> [What is expected]: Word for word, repeat the lines of the records from the one containing "of the doorway" through the last line, both included.
--- BEGIN ---
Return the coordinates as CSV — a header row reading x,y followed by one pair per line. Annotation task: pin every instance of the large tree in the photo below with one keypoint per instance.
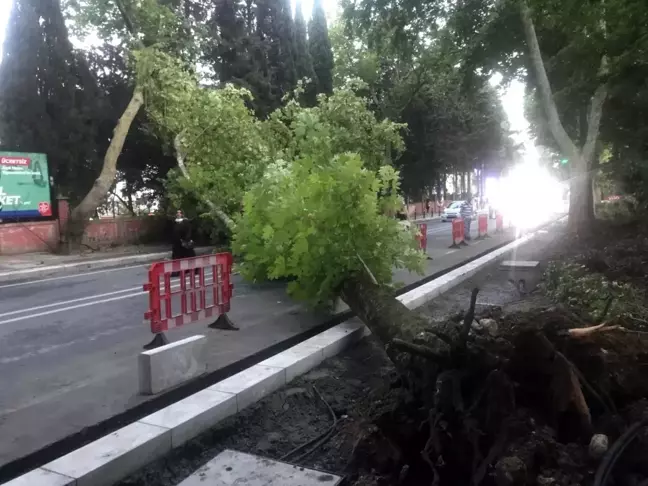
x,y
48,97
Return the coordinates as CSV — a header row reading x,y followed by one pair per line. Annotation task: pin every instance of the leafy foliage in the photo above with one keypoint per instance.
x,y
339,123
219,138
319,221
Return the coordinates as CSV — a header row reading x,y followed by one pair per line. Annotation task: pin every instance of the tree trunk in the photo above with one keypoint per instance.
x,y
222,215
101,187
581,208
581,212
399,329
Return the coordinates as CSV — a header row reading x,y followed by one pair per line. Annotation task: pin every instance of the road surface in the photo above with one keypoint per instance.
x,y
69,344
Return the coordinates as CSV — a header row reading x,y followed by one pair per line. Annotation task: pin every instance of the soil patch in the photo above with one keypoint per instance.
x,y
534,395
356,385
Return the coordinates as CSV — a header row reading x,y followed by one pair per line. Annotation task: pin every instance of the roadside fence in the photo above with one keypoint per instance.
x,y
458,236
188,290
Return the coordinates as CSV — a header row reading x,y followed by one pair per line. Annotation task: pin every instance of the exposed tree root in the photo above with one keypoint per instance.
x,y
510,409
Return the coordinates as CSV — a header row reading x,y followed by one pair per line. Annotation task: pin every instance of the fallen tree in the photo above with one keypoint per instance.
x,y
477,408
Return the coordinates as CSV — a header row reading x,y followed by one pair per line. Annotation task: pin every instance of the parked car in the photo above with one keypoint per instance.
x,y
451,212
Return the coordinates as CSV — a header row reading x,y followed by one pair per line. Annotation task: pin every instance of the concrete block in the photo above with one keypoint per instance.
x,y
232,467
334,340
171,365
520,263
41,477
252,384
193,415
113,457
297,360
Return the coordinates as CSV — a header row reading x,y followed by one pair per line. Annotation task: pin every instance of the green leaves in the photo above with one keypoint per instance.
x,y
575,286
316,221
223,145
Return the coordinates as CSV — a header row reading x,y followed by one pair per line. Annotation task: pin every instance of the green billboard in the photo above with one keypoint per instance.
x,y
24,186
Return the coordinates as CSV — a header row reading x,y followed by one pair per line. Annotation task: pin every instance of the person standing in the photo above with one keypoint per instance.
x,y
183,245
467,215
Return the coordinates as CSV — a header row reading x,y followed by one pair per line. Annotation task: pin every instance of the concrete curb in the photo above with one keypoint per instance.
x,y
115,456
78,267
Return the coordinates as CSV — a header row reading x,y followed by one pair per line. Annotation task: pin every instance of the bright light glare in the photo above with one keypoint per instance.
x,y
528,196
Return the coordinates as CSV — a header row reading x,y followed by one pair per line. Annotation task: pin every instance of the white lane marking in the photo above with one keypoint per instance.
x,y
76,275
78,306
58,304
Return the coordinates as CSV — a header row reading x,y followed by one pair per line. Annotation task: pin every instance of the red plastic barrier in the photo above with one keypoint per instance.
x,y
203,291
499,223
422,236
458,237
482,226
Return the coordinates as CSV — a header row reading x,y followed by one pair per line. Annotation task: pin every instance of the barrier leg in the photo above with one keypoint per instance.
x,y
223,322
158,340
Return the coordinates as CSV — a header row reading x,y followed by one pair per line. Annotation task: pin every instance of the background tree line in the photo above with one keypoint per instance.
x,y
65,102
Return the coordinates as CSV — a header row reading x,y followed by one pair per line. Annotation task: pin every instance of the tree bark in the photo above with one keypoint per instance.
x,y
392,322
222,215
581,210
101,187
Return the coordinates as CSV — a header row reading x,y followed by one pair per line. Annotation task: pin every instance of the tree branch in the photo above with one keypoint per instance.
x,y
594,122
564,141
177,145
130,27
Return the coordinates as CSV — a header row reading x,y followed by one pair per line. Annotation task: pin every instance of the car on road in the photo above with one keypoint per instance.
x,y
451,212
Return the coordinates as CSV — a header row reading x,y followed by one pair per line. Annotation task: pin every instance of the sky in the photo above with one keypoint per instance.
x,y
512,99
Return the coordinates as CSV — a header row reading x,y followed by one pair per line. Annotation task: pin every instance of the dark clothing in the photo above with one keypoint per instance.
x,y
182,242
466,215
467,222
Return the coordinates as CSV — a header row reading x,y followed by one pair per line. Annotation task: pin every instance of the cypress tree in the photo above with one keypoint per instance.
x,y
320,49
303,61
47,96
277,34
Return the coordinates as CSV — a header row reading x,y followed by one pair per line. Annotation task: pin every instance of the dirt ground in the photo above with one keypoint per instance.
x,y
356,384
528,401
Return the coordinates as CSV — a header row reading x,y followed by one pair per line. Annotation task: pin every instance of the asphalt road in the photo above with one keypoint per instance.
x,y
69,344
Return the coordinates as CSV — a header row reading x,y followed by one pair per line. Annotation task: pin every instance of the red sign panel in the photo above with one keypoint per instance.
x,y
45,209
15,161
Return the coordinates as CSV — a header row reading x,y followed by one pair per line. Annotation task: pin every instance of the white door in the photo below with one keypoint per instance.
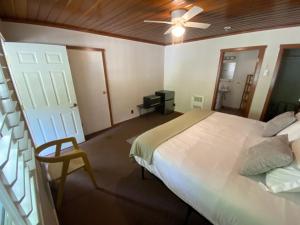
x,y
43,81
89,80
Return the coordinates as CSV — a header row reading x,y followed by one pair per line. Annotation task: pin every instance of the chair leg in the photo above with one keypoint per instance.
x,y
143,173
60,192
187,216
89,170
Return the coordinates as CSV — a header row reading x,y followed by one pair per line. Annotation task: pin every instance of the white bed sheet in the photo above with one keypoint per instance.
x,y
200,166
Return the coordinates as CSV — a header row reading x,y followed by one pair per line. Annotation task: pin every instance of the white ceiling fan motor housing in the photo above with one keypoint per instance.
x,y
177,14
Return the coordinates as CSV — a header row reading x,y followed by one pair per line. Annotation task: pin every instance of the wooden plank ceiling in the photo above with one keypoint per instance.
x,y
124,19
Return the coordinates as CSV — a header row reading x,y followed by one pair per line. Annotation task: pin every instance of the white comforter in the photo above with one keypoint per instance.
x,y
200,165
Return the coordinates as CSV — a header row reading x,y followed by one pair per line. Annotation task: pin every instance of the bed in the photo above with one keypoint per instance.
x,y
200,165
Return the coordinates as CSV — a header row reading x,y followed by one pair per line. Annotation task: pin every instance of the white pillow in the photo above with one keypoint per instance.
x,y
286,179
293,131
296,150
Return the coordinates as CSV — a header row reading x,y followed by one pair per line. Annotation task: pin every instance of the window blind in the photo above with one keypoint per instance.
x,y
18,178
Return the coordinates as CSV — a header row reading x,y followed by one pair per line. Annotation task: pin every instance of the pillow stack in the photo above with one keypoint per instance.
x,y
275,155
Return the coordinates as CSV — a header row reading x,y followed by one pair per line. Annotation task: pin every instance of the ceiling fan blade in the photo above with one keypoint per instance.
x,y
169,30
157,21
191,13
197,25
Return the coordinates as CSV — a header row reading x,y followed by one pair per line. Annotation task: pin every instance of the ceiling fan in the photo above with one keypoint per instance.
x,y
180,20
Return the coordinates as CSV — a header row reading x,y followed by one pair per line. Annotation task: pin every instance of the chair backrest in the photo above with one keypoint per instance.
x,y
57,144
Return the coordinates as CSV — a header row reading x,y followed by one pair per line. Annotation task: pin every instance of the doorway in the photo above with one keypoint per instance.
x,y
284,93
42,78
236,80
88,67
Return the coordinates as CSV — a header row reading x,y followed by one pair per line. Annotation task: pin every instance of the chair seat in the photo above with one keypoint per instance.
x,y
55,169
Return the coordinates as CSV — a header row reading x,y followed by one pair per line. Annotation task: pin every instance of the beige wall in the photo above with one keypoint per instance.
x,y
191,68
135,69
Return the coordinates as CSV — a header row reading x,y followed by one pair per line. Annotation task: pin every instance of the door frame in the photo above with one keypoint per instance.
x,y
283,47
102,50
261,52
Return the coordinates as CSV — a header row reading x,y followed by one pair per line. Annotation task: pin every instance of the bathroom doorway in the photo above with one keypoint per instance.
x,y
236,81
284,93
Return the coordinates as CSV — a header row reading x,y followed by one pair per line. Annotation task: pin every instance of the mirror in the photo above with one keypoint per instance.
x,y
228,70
--- END ---
> [Answer to this problem]:
Return the coordinates as CSV — a header row reading x,y followed by one pair per line. Annotation task: pin every instance of the doorway in the photo above with one keypoint per instance.
x,y
284,93
42,78
236,80
88,67
Return the coordinates as CSV — a header row reading x,y followed by one pair per line. Annotation task: pin every instance of the chair seat in the photo above with one keypoint per instance.
x,y
55,169
Return the coordinates as CSV — a header row reading x,y followed by one pair per line. Annotation task: pin every instance of the beige wall in the photo above with one keypoint per instance.
x,y
191,68
135,69
Return the coordinates as CSV — a header row reading x,y followed by one pair per line. Annotation task: pin every instance of the door frame in the photo above with one keypoint per instance.
x,y
283,47
102,50
261,52
Return the coordinates as CSV — a header row reading x,y followed by one pair per line. Annotation task: pin every instance of the bathroom doorway in the photo above with one keypoint per instance.
x,y
236,81
284,93
Return the coordinates as CSV — a header row reading x,y followed by one pair per line. Annotation task: pin every instance of the mirror in the photo above with one keypoint per instance.
x,y
228,70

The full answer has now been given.